* WHAT IS NEEDED
Transcribe the material below character for character, omitting the pictures.

* Pointing data excerpts

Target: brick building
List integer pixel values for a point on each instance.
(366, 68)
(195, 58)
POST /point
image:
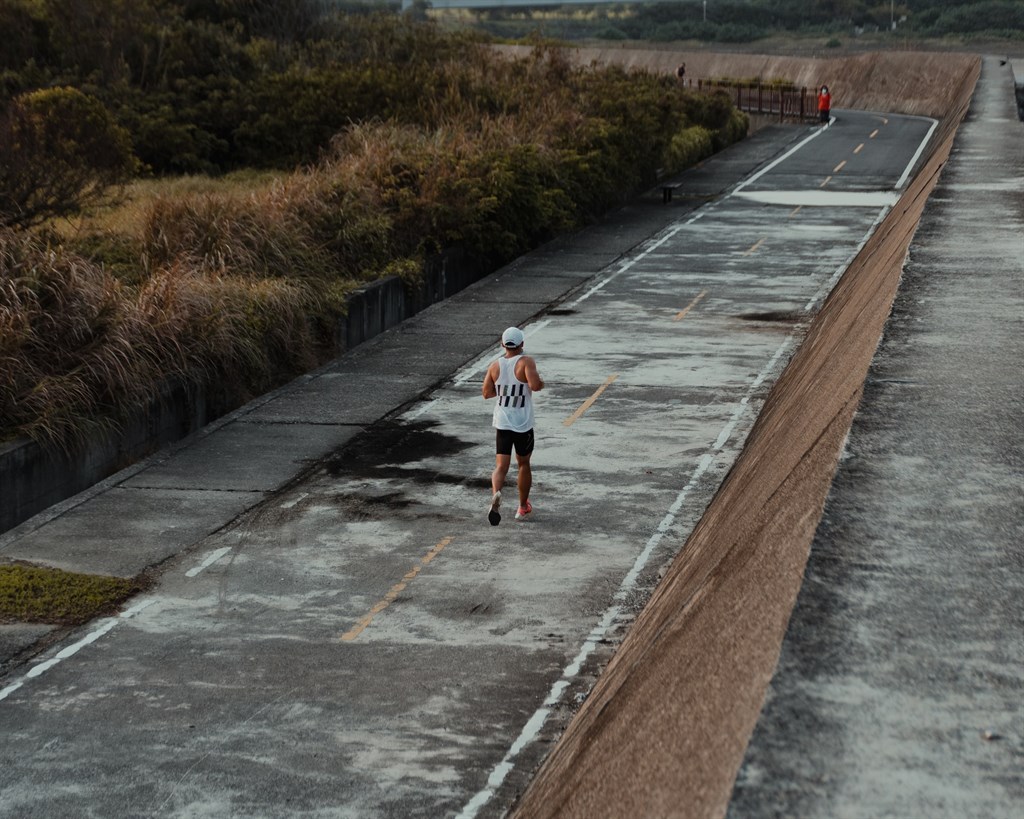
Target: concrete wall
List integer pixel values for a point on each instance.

* WRITTEN SOLUTION
Target: brick building
List integer pixel values for a point on each instance.
(366, 68)
(195, 58)
POST /point
image:
Target: concrete wall
List integer pixel values for a point on each instance.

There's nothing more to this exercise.